Elenco dei compiti>
[A] Nel testo sulle politiche sociali a Roma, quanti milioni di euro ha erogato l'amministrazione capitolina nel 2010 a favore delle persone in stato di fragilità sociale e di marginalità?
[B] Estrai dal testo sulle politiche sociali a Roma il passo compreso tra "Una situazione difficile, insomma, di" e "vita della nazione.", estremi inclusi.
[C] Prosegui il testo sulle politiche sociali a Roma dal punto in cui si ferma.
··· Estratto del documento ···
La cifra l’ha fornita personalmente lei, Sveva Belviso, classe ’73, londinese di nascita, due figli e una laurea in psicologia clinica, giovane e avvenente assessore alle Politiche Sociali del Comune di Roma. “Nel 2010 – ha fatto sapere qualche giorno fa la Belviso – sono stati 38 i milioni di euro che l’amministrazione capitolina ha erogato a favore delle persone in stato di fragilità sociale e di marginalità. Di questi: 12 milioni sono stati destinati per l’accoglienza dei cittadini senza fissa dimora, 41.000 sono stati i pasti forniti, tramite le mense sociali, ai cittadini in stato di fragilità, oltre settemila sono stati i cittadini assistiti nei centri d’accoglienza capitolini e circa 88.000 sono stati i pasti a domicilio consegnati dalla Sala Operativa Sociale di Roma Capitale verso i cittadini non autosufficienti”.



Sono numeri che fanno impressione e che parlano di un impegno – quantomeno finanziario – che non va sottovalutato. Come quelli della povertà a Roma: centomila persone sotto la soglia di sussistenza, disoccupazione record, aumento degli sfratti, più di seimila senzatetto, 28.000 commercianti vittime di usura e carceri sovraffollate, almeno secondo la drammatica fotografia scattata dalla Comunità di Sant’Egidio nel suo ultimo rapporto. Che aggiunge: occorre “capire meglio la povertà e aiutare a combatterla, evitando che si radicalizzino sentimenti di fragilità sociale e di insicurezza nella popolazione, che possono fare crescere antagonismi sociali, fino a combattere i poveri e non la povertà”.



Una situazione difficile, insomma, di fronte alla quale la Belviso fa una rivendicazione orgogliosa dell’impegno della giunta capitolina: “Questo è – nonostante la crisi economica e finanziaria che colpisce i governi nazionali e gli enti locali di prossimità, che non ricevono i necessari trasferimenti economici – l’impegno fattivo dell’amministrazione capitolina a favore delle persone in stato di bisogno e di marginalità”. E non si può non dargliene atto. Ma certo – anche a livello locale – è il momento di scelte impegnative e responsabili, che possano dare il senso di una svolta, non solo nel modo di governare, ma soprattutto nel modo di intendere l’intervento della mano pubblica nella vita della nazione.
··· Dati raccolti ···
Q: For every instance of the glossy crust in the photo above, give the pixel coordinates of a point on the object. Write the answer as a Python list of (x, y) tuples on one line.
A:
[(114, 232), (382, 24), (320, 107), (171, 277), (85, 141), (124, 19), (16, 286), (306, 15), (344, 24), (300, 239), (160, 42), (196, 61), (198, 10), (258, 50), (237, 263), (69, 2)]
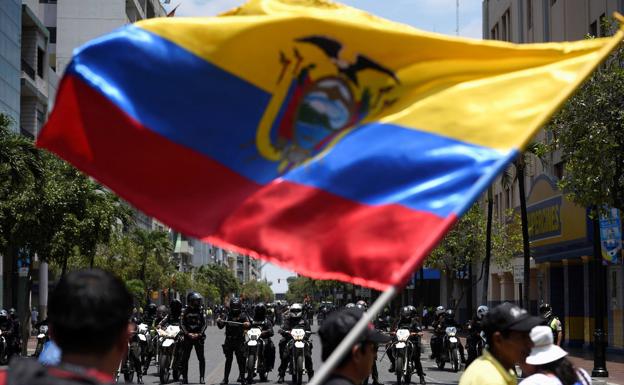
···
Soluzioni>
[A] 38 milioni di euro.

[B]
Una situazione difficile, insomma, di fronte alla quale la Belviso fa una rivendicazione orgogliosa dell’impegno della giunta capitolina: “Questo è – nonostante la crisi economica e finanziaria che colpisce i governi nazionali e gli enti locali di prossimità, che non ricevono i necessari trasferimenti economici – l’impegno fattivo dell’amministrazione capitolina a favore delle persone in stato di bisogno e di marginalità”. E non si può non dargliene atto. Ma certo – anche a livello locale – è il momento di scelte impegnative e responsabili, che possano dare il senso di una svolta, non solo nel modo di governare, ma soprattutto nel modo di intendere l’intervento della mano pubblica nella vita della nazione.

[C]
La situazione dei conti del Campidoglio, del resto, è quella che è. Ed è una “manovrona” da 388 milioni di euro quella che l’aula di Giulio Cesare si appresta ad approvare, possibilmente entro i termini di legge fissati al 30 giugno. Con acrobazie ed equilibrismi di bilancio per restare in piedi dopo le sforbiciate del ministro Tremonti agli enti locali: 284 milioni di euro in meno nella casse capitoline, tra mancati trasferimenti statali e regionali e altre riduzioni varie. Un salasso che avrebbe messo ko chiunque.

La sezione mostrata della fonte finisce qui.